**TASK MATERIAL:**
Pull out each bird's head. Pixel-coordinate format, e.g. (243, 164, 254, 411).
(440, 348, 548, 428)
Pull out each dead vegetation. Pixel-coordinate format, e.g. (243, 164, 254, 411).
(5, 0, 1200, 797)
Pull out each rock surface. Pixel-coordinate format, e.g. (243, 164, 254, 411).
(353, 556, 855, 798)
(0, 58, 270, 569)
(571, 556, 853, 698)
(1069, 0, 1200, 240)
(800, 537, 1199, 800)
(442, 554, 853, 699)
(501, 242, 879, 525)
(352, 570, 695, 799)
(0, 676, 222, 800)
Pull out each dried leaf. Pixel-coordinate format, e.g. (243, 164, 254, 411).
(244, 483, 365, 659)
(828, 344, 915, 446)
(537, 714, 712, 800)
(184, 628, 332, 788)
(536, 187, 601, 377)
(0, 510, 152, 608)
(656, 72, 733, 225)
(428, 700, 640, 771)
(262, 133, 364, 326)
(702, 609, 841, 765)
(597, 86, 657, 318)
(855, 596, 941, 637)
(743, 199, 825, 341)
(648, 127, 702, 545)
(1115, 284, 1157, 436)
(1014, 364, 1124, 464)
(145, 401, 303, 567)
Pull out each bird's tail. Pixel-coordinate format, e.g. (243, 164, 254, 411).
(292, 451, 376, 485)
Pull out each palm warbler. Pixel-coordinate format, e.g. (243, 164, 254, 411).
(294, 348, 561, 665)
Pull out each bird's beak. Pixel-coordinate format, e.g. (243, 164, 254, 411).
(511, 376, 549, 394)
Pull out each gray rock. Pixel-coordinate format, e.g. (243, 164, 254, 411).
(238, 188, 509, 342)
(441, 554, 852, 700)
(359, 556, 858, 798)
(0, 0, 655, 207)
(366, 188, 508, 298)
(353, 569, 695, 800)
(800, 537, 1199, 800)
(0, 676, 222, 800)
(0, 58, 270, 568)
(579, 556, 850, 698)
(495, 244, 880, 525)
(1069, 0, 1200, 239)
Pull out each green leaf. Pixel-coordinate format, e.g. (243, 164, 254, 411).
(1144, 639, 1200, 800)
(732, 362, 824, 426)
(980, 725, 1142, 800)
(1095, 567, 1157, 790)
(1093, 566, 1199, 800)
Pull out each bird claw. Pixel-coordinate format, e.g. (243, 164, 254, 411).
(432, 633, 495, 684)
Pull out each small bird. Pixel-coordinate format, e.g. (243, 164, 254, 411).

**WORK TASK:**
Retype the line containing "Pull out each bird's beak." and all the lines after it, ending with the final line of the material, exactly.

**ANSWER FOR THE TASK:**
Pull out each bird's beak. Pixel-coordinate format, e.g. (243, 164, 254, 411).
(511, 376, 549, 394)
Pull out each gray rock. Pixel-coordinate format, e.g. (243, 164, 254, 411).
(238, 188, 509, 342)
(441, 554, 852, 700)
(359, 556, 858, 798)
(0, 0, 655, 207)
(366, 188, 508, 298)
(353, 569, 695, 800)
(800, 537, 1199, 800)
(0, 676, 222, 800)
(0, 58, 270, 568)
(579, 556, 850, 698)
(495, 244, 880, 525)
(1069, 0, 1200, 239)
Pull out each green leaf. Pixel-coordinate format, e.g. (243, 164, 254, 411).
(1144, 639, 1200, 800)
(732, 362, 824, 426)
(980, 725, 1142, 800)
(1095, 567, 1157, 790)
(1093, 566, 1199, 800)
Pull out each bird claw. Pixel-coordinate format, e.g. (243, 164, 254, 411).
(432, 633, 495, 684)
Pull out each small bird. Pixel-coordinate format, e.g. (243, 164, 254, 411).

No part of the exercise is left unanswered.